_GOAL OF THE EXERCISE:_ Format the rows below as a two-column CSV with the header instruction,response, one line per row: the row's text goes in the instruction column and its answer in the response column, each field quoted and with line breaks replaced by spaces. Leave the pictures out.

_LISTED ENTRIES:_
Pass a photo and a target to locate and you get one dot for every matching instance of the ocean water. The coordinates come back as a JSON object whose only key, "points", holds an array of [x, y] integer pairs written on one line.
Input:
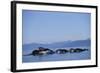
{"points": [[56, 57]]}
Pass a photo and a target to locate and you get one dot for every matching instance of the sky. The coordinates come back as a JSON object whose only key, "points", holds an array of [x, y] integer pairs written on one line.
{"points": [[51, 26]]}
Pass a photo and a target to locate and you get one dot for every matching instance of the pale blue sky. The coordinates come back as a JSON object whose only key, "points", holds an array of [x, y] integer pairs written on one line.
{"points": [[48, 27]]}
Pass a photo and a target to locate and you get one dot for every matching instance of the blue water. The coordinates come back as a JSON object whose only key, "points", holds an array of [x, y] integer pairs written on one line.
{"points": [[56, 57]]}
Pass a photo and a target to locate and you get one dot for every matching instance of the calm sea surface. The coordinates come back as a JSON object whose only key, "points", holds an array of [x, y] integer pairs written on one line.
{"points": [[56, 57]]}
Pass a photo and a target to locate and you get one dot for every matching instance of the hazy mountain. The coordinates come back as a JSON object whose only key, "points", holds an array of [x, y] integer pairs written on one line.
{"points": [[78, 43]]}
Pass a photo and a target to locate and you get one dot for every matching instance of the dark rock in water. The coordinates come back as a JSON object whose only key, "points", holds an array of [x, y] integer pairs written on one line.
{"points": [[61, 51], [77, 50], [42, 51]]}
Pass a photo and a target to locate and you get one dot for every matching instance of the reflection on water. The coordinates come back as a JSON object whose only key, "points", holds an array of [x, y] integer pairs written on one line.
{"points": [[56, 57]]}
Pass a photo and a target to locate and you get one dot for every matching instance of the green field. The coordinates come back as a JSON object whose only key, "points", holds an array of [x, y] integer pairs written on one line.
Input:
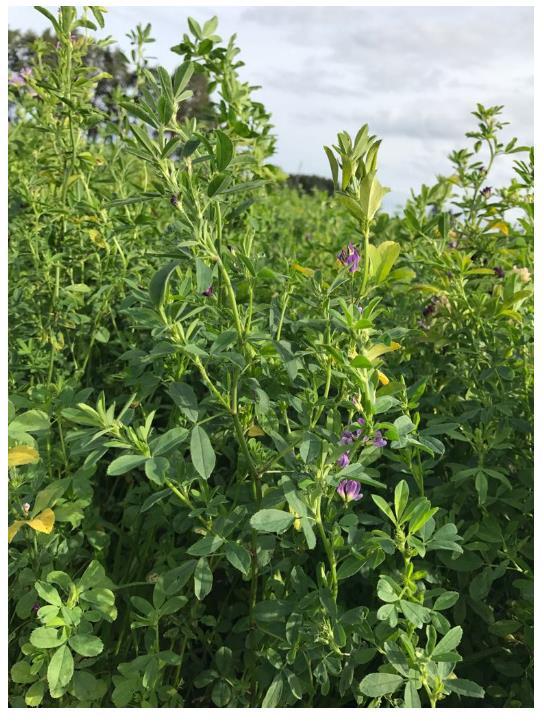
{"points": [[268, 446]]}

_EXPECTED ANSWER:_
instruction,response
"Pass a photo and a target to locate and you get one dot for every matching instance of the ocean water. The coordinates come back as a JSON object whose only key, ""points"", holds an array of [x, y] integer pairs written on one line. Input:","{""points"": [[56, 57]]}"
"Pass a photo and a target to locate and you get one dot for every matching instance of the sky. The coordinates come back as a JSON object whose only key, ""points"", holds an array of [x, y] integer pairs written on one line.","{""points"": [[51, 26]]}"
"Pass a photo and a target to locate and you get one dot for every matching instance of the pale blue sky. The coordinates come back as a JSON object whose only key, ""points"", holds an array of [x, y] integer pairs written on one line.","{""points"": [[48, 27]]}"
"Pass a photo and a target to locate and you get one dot for every matching instance of the blue water. The coordinates come back as a JSON object whose only key, ""points"", holds an array of [x, y] integer pairs written on one line.","{""points"": [[56, 57]]}"
"Pass a photo and a target to locate and you get one dot for every matching instance of the calm sea surface. The coordinates come back as a JSON object whose only key, ""points"", holds an array of [x, y] integer pairs written on one line.","{""points"": [[56, 57]]}"
"Pass a photo and a target to locate and you get one dot for every matching instance of the hazy mountain. The coordinates come back as a JSON object whose only key, ""points"", holds an array of [x, y] integer pairs written on one line.","{""points"": [[78, 43]]}"
"Pass a photo and a target to locate and you get one dot for every matching instance of the dark rock in water. The coordinates come back as a JSON object whose only key, ""points"", holds an array of [x, y] integer pairs written on one line.","{""points"": [[61, 51], [77, 50], [42, 51]]}"
"Pass a photo and a target to locate and you get one dot for every matching instance of the reflection on water. The coordinates come back as a JSON object whose only key, ""points"", holds an array of [x, y] integer pairs written on one line.","{""points"": [[56, 57]]}"
"Pass a photo and a target to locate and you get one dot for every matching instance of the green field. The coordinates come back as a JSON object whose only key, ""points"", holds an array of [x, y] integer pairs written on one line. Input:","{""points"": [[268, 446]]}"